§ Podany tekst
##########

Polityka fiskalna Polski a Unia Europejska

Minister finansów, wprowadzając unijne dyrektywy, wykazuje się dużą nadgorliwością i idzie zdecydowanie za daleko – mówi radca prawny, doradca podatkowy, partner w firmie doradczej MDDP w rozmowie z Przemysławem Wojtasikiem.

Publikacja: 07.09.2015 08:24

Monika Marta Dziedzic

Monika Marta Dziedzic

Foto: materiały prasowe

Rz: Czy musimy we wszystkich podatkowych sprawach słuchać się Unii Europejskiej?

Monika Marta Dziedzic: Skoro do niej przystąpiliśmy, to powinniśmy przestrzegać wspólnotowego dorobku prawnego. Na razie wychodzi to nam na dobre. Unijne dyrektywy i standardy wnoszą oświecenie i postęp do naszego systemu podatkowego. I do tej pory polepszały sytuację podatnika.

Do tej pory?

Szykuje się bowiem ustawa, która pogorszy sytuację polskiego podatnika, przywracając podwójne opodatkowanie tego samego dochodu. Chodzi o projekt nowelizacji ustawy o CIT, a konkretnie o przepisy dotyczące dywidend. Obecne regulacje pozwalają na zastosowanie zwolnienia z CIT dla spółek, które przez określony czas posiadają odpowiednią liczbę udziałów w podmiocie wypłacającym dywidendę. Tzw. dyrektywa zmieniająca 2015/121 mówi jednak, że państwa UE nie mogą przyznawać zwolnienia z podatku dla dywidend płaconych w grupach, jeśli głównym celem (lub jednym z głównych) jest uzyskanie korzyści podatkowej, naruszającej przedmiot lub cel dyrektywy 2011/96/UE. Taką zasadę powinniśmy wprowadzić do naszych przepisów do końca 2015 r. I próbujemy, nowelizacja jest już przyjęta przez rząd i znajduje się w Sejmie.

Po artykule w „Rzeczpospolitej" na temat tej nowelizacji jeden z czytelników napisał: „wymogi Unii to tylko prawda w małej części, większość nowych przepisów to radosna twórczość Ministerstwa Finansów, wbrew intencjom dyrektywy". Czy ma rację?

##########

§ Polecenie pisemne 1
Odpowiedz krótko na pytania dotyczące tekstu:
(a) Kiedy opublikowano tekst?
(b) Jak nazywa się firma doradcza wymieniona na początku tekstu?
(c) Do kiedy Polska powinna wprowadzić do swoich przepisów zasadę z dyrektywy zmieniającej 2015/121?

##########

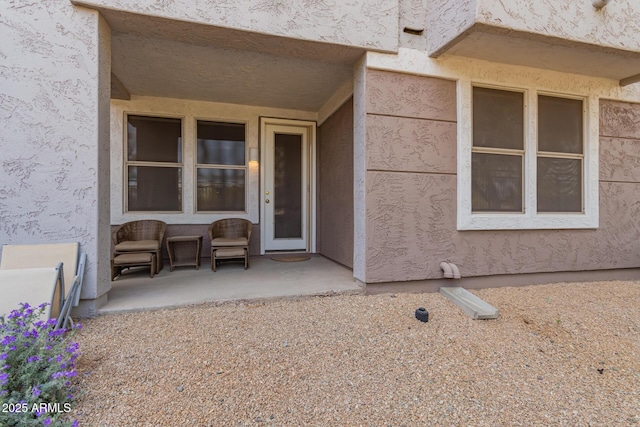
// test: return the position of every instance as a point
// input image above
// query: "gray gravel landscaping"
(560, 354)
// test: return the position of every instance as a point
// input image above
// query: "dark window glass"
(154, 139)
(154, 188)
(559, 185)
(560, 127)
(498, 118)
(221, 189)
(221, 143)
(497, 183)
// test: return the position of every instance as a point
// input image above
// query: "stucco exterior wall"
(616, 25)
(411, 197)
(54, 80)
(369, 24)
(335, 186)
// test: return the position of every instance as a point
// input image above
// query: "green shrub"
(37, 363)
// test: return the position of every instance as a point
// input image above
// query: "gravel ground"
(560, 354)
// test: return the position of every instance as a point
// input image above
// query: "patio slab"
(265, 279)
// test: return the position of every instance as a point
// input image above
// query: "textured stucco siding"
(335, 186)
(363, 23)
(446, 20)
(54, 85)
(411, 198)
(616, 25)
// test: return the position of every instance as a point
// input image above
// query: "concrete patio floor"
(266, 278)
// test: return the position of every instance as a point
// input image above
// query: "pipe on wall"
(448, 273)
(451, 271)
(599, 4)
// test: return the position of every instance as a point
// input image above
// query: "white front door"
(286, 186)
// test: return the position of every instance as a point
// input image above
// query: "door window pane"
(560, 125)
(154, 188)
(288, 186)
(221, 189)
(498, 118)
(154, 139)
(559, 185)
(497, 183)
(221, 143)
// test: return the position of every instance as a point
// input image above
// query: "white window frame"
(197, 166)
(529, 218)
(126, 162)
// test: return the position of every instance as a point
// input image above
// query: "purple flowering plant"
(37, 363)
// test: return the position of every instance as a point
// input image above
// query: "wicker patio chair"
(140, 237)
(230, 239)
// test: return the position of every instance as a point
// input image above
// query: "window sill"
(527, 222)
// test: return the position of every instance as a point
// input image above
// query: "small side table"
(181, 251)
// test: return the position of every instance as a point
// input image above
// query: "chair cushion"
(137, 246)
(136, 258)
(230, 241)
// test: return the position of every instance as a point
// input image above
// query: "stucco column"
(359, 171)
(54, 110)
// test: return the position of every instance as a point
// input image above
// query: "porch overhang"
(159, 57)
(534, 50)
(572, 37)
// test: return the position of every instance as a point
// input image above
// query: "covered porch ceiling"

##########

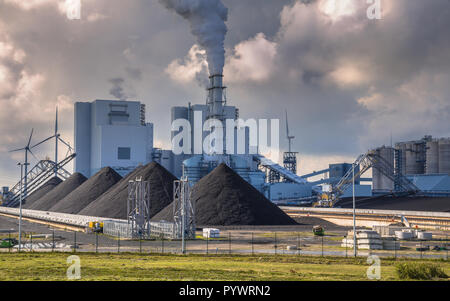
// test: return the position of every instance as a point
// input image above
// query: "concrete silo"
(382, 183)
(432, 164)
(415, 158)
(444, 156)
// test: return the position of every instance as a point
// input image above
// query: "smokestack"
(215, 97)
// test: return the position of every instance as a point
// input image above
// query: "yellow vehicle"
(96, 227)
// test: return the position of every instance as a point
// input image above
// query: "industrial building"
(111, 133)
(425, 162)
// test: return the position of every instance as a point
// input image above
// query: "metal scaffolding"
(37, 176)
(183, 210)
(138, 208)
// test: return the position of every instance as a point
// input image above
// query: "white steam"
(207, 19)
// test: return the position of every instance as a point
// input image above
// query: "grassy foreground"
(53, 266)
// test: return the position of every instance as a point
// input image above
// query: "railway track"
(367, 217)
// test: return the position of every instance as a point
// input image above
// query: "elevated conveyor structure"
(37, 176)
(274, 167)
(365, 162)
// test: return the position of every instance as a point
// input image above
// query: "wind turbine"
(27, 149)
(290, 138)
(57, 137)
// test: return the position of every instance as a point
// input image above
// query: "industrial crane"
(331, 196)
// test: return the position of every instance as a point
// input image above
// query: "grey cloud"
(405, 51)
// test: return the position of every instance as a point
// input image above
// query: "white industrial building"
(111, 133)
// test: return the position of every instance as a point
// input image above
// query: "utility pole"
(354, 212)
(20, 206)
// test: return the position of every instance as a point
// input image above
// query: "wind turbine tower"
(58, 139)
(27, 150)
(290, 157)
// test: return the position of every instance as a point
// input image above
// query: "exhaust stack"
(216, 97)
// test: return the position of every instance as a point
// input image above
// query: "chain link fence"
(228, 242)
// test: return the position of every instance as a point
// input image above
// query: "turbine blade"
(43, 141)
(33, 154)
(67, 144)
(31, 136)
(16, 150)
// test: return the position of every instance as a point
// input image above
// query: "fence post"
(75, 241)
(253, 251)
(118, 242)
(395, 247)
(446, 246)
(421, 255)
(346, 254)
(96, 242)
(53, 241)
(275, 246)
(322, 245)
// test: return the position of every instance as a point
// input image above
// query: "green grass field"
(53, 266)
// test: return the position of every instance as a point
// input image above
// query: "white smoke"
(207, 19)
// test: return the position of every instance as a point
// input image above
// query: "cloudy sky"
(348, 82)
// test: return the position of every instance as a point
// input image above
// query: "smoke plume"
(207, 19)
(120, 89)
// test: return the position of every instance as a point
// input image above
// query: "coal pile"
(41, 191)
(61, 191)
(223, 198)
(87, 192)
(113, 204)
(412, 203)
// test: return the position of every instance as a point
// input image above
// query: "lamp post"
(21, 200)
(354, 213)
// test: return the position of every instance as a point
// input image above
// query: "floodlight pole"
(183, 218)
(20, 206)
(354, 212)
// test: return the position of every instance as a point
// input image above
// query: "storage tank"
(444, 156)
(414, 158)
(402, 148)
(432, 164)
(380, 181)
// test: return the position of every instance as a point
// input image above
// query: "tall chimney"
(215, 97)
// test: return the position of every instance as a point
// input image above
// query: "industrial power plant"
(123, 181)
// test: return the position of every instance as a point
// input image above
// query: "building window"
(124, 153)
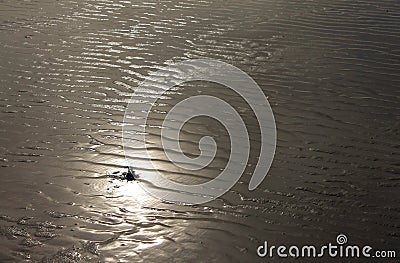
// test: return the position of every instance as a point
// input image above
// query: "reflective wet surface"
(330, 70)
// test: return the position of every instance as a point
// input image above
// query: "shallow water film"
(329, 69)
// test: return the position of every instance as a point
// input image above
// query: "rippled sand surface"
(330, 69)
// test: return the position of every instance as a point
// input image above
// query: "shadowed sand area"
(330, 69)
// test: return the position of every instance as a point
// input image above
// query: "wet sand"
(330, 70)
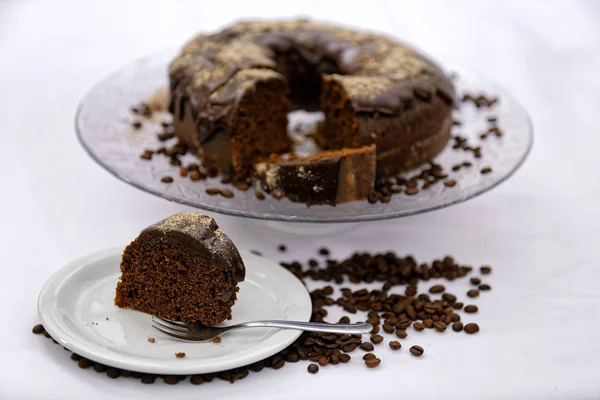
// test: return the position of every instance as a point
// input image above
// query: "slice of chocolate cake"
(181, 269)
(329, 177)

##########

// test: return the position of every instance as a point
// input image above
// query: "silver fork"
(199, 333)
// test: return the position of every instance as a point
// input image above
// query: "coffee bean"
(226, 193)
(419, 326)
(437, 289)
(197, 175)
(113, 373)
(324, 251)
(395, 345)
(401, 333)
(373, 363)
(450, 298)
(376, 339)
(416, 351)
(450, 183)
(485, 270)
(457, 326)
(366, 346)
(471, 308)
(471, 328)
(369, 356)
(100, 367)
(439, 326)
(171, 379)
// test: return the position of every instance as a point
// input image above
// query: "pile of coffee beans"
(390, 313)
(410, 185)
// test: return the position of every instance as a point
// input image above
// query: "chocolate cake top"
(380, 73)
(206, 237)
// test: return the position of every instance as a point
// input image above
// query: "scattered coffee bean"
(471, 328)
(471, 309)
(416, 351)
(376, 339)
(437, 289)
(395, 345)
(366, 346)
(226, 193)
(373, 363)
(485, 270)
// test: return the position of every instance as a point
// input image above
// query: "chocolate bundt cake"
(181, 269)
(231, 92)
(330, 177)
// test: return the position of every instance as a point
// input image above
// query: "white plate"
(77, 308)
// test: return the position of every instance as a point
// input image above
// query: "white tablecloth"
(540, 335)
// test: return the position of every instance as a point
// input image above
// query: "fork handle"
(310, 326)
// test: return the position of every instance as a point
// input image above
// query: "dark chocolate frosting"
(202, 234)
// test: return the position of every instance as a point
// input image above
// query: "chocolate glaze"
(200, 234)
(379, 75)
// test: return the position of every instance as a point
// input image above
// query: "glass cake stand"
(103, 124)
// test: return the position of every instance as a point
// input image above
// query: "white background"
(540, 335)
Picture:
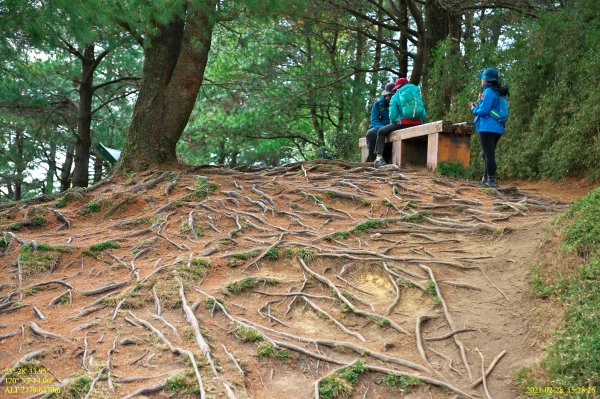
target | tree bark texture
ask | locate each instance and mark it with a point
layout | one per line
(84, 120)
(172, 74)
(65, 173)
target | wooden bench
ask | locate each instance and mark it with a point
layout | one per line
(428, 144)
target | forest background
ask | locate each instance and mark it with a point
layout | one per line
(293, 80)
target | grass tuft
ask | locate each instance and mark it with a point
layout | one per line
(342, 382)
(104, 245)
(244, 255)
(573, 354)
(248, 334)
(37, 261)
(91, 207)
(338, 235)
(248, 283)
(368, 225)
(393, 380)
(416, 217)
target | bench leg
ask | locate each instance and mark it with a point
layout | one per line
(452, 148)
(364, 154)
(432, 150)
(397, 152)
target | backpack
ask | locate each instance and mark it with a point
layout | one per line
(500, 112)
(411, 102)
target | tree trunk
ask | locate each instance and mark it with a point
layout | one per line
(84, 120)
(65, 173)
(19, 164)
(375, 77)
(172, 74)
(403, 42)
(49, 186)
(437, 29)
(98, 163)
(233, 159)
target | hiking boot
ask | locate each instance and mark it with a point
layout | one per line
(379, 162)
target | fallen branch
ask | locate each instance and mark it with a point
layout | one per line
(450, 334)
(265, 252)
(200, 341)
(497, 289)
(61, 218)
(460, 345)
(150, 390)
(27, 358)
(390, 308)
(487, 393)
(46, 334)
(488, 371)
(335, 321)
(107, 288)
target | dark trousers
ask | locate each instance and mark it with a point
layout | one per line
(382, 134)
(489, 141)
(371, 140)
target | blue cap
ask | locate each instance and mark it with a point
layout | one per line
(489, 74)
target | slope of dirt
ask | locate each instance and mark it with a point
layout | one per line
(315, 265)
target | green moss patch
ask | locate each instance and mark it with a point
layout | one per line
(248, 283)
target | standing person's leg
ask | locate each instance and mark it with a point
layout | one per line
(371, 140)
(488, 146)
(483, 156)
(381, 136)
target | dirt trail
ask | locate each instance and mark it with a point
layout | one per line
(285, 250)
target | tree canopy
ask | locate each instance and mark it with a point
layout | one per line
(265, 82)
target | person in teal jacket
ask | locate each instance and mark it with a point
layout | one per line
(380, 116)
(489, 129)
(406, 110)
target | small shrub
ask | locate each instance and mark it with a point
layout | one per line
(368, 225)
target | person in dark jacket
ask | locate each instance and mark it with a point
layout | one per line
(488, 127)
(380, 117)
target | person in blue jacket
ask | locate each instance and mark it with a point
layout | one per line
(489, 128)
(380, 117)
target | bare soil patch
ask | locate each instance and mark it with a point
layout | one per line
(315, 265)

##########

§ Polecenie pisemne 2
Odszukaj we wpisach każdy wiersz zawierający słowo „small” i przepisz te wiersze.

§ Rozwiązanie zadania 1
(a) 07.09.2015 o godz. 08:24.
(b) MDDP.
(c) Do końca 2015 r.

§ Rozwiązanie zadania 2
// query: "small side table"
target | small shrub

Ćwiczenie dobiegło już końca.